• **Task details**: Every record below must be written out exactly. Leave out the pictures.

--- --- ---

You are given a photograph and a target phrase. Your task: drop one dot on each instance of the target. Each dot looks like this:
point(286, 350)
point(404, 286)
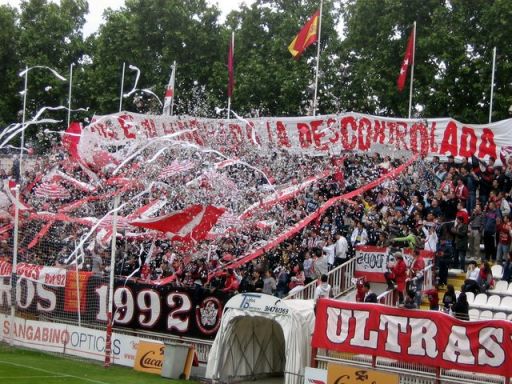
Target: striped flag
point(307, 36)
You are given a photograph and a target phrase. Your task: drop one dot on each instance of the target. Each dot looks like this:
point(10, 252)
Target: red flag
point(408, 60)
point(169, 92)
point(307, 36)
point(191, 223)
point(231, 66)
point(71, 138)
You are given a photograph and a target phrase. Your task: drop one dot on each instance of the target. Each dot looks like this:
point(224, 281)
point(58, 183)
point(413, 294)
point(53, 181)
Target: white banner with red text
point(372, 261)
point(317, 135)
point(424, 337)
point(52, 276)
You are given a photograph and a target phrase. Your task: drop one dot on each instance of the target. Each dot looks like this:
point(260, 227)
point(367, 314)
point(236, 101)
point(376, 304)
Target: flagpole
point(173, 86)
point(232, 49)
point(317, 57)
point(492, 82)
point(412, 69)
point(122, 90)
point(69, 93)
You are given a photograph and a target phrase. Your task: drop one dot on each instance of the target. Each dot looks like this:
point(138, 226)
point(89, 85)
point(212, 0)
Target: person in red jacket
point(397, 275)
point(231, 283)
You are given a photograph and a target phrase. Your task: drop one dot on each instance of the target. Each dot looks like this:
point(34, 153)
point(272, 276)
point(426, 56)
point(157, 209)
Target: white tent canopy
point(262, 335)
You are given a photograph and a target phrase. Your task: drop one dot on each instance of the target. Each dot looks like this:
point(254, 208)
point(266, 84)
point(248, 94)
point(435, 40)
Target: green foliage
point(358, 70)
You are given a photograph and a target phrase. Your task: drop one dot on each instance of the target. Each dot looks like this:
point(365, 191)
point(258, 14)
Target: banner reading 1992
point(314, 135)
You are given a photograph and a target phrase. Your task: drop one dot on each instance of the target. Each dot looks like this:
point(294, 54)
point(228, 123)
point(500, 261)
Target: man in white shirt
point(340, 250)
point(359, 235)
point(323, 290)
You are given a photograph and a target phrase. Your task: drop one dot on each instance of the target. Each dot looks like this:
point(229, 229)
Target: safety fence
point(409, 373)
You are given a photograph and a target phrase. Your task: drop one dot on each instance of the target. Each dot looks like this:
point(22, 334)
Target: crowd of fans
point(446, 207)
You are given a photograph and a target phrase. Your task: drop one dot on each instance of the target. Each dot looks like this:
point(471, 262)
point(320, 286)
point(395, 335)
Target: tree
point(453, 57)
point(268, 80)
point(8, 65)
point(151, 35)
point(49, 34)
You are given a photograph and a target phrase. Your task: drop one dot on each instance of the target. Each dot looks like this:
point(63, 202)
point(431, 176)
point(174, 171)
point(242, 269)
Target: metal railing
point(340, 279)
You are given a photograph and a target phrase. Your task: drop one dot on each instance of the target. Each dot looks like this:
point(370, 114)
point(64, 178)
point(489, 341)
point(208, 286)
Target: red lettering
point(467, 149)
point(126, 126)
point(304, 135)
point(379, 132)
point(449, 143)
point(422, 130)
point(364, 140)
point(335, 135)
point(236, 132)
point(348, 120)
point(318, 135)
point(433, 143)
point(487, 145)
point(282, 136)
point(401, 132)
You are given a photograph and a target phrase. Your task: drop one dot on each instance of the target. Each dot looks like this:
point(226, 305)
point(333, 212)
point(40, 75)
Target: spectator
point(507, 268)
point(485, 279)
point(504, 232)
point(369, 296)
point(433, 298)
point(397, 275)
point(323, 290)
point(269, 283)
point(461, 308)
point(449, 298)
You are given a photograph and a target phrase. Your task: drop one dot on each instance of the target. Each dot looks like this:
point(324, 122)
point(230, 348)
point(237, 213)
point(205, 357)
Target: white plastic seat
point(486, 315)
point(471, 297)
point(474, 314)
point(497, 271)
point(480, 300)
point(500, 288)
point(493, 303)
point(506, 304)
point(500, 316)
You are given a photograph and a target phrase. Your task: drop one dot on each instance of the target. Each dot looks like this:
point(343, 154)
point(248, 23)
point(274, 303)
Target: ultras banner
point(181, 311)
point(317, 135)
point(424, 337)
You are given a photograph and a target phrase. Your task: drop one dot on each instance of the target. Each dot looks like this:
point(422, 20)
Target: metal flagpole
point(25, 91)
point(14, 262)
point(173, 86)
point(232, 49)
point(110, 320)
point(492, 82)
point(317, 58)
point(69, 93)
point(412, 69)
point(122, 90)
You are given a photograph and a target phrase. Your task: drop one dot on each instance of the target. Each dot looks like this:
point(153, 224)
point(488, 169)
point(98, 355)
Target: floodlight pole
point(14, 263)
point(108, 339)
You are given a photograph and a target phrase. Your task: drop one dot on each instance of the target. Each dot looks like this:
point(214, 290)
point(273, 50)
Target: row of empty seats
point(497, 271)
point(502, 288)
point(475, 314)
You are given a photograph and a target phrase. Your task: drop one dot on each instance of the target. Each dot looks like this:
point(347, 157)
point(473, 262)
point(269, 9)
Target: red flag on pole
point(307, 36)
point(231, 66)
point(408, 60)
point(169, 93)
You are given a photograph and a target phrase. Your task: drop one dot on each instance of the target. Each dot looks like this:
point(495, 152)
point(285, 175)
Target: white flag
point(169, 94)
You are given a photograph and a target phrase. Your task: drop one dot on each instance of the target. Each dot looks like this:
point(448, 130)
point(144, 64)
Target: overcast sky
point(96, 8)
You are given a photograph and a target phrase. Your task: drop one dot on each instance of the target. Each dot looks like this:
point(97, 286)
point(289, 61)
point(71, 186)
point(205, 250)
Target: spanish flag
point(307, 36)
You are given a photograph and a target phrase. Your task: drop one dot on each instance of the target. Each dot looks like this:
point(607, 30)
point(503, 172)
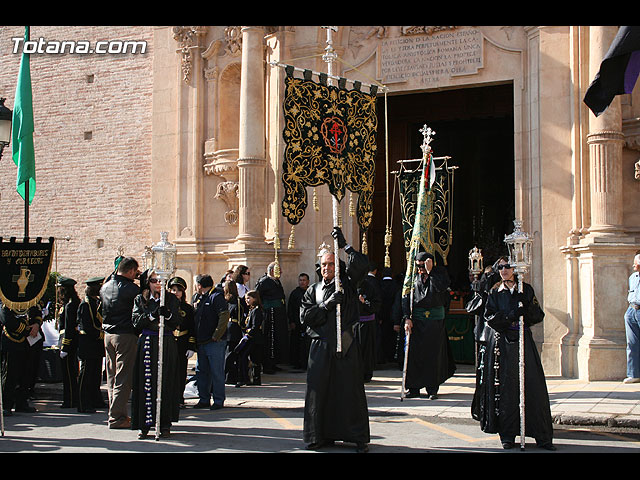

--- --- ---

• **Completed task**:
You are given a photograph and a target phrase. Your task: drop one dot on each instance of the target. Each dot looks like this:
point(286, 350)
point(404, 286)
Target: striped flag
point(307, 36)
You are given a photograph and a target phrase. Your task: drop one dot on each instance of the target. Each dot looks like this:
point(10, 252)
Target: red flag
point(408, 60)
point(169, 92)
point(307, 36)
point(191, 223)
point(231, 66)
point(71, 138)
You are given a photograph and a target phrase. Your task: drop one dot on each instance of the target. Each dot looks like this:
point(224, 281)
point(58, 183)
point(413, 294)
point(53, 181)
Target: white banner with red text
point(372, 261)
point(317, 135)
point(424, 337)
point(52, 276)
You are given a photograph and a target phrase. Your task: drop one dot on each instance of the target. Each dot looks like this:
point(260, 227)
point(367, 314)
point(236, 101)
point(376, 304)
Target: flagpole
point(173, 86)
point(232, 49)
point(317, 57)
point(492, 82)
point(412, 69)
point(122, 90)
point(69, 93)
You are given a photograph and a target phrase. Your task: drop one dot on each instance of the target. Each dot looks like this:
point(138, 226)
point(89, 85)
point(212, 0)
Target: person in red jacket
point(397, 275)
point(231, 283)
You are given a photograph and a target phrase. Your task: drop one dot on each instance of the target. Each dot looks like this:
point(34, 153)
point(272, 276)
point(426, 56)
point(157, 209)
Target: white tent canopy
point(262, 335)
You are given a photograph and a target phrase. Your task: drop one dot on each instance of the target. Each dot looks like this:
point(254, 208)
point(266, 84)
point(248, 94)
point(435, 40)
Target: green foliage
point(358, 70)
You are given a photograph and a target phrase. Your task: drop one dot on each instance of the target. Each dot looks like this:
point(365, 191)
point(258, 14)
Target: banner reading 1992
point(314, 135)
You are given a photograph and a target phrase. Your task: drop one dot on each instance of the target. Each dot looks like this:
point(294, 54)
point(228, 123)
point(500, 261)
Target: man in white shirt
point(340, 250)
point(359, 235)
point(323, 290)
You are given a photograph and a target phrase. Your task: drop one dot on each instance of the target. Each dot looks like this:
point(229, 229)
Target: safety fence
point(409, 373)
You are given a photograph and a target phrase. Your task: drop one dot on each instance of the target. Each dot looks like this:
point(22, 334)
Target: crowd of fans
point(446, 207)
You are given a photograph and a target phrase. Your task: drop one dot on each instance of the target. Each dot looks like this:
point(471, 262)
point(320, 286)
point(395, 335)
Target: tree
point(453, 57)
point(268, 80)
point(8, 65)
point(151, 35)
point(49, 34)
You are given a photograph and a target phrase. Your task: drop one dot on each instance of the target. Each dot looks like this:
point(63, 202)
point(431, 176)
point(174, 171)
point(242, 269)
Target: metal railing
point(340, 279)
You are given a photograph and a target phrase. Your task: drop one dot on each instance of the target. Each dot looks like this:
point(370, 114)
point(64, 178)
point(489, 341)
point(208, 286)
Target: red lettering
point(467, 149)
point(126, 126)
point(304, 135)
point(379, 132)
point(449, 143)
point(422, 130)
point(364, 140)
point(335, 135)
point(236, 132)
point(348, 120)
point(318, 135)
point(433, 143)
point(487, 145)
point(282, 136)
point(401, 132)
You are given a photograph and a target phrase. Your task: drop one dot on each instance of the target. Each dot looks like this:
point(226, 305)
point(333, 212)
point(40, 75)
Target: spectator
point(507, 268)
point(485, 279)
point(504, 232)
point(369, 296)
point(433, 298)
point(397, 275)
point(323, 290)
point(269, 283)
point(461, 308)
point(449, 298)
You are given a photograph and a target phrase. Your task: drop one dot on each instance of the target. Each dot looks like this:
point(324, 122)
point(230, 348)
point(237, 213)
point(205, 357)
Target: white plastic seat
point(486, 315)
point(471, 297)
point(474, 314)
point(497, 271)
point(480, 300)
point(500, 288)
point(493, 303)
point(506, 304)
point(500, 316)
You are given a photograph and a target phrase. Your task: drop one dot on each instance of the target. Each dot looks like this:
point(343, 154)
point(248, 23)
point(274, 303)
Target: ultras banner
point(181, 311)
point(317, 135)
point(424, 337)
You are given a photograph and a target phrase. Your task: drop one dot on each instance of the target. Each dot looks like this:
point(422, 20)
Target: metal flagpole
point(25, 91)
point(14, 262)
point(173, 86)
point(232, 49)
point(110, 320)
point(492, 82)
point(317, 58)
point(69, 93)
point(412, 69)
point(122, 90)
You are given a photograph and a target phrase. Your task: drop one dot on each instance of the target. Each dot looks like this:
point(153, 224)
point(488, 169)
point(98, 355)
Target: floodlight pole
point(14, 263)
point(108, 339)
You are given a photograph and a target phrase. Your task: drop one dot on each instance of the target. Each dot looks like this:
point(214, 290)
point(273, 50)
Target: row of empty seats
point(497, 271)
point(502, 288)
point(475, 314)
You are given a photograph and a target phrase. Your task: drop one dot on each instance of the target. Each dot looks like this:
point(347, 157)
point(473, 262)
point(269, 9)
Target: red flag on pole
point(307, 36)
point(231, 66)
point(408, 60)
point(169, 93)
You are given a photograph and a target phrase. Your task: drop one dot on each instance of the target. Each dot looks like this:
point(495, 152)
point(285, 175)
Target: white flag
point(169, 94)
You are given a photograph and a target phrase. Your task: drop one dot on each instance of the target. Each dot looks like this:
point(448, 130)
point(144, 64)
Target: overcast sky
point(96, 8)
You are given a photograph and a target phrase. Your task: drop one dot on each instance of the target. Each dot looks like this:
point(97, 286)
point(289, 61)
point(71, 186)
point(205, 250)
Target: spanish flag
point(307, 36)
You are given a photograph and a target phrase. Your task: drop one dot on each instance of the target. Each dot looks like this:
point(607, 30)
point(503, 172)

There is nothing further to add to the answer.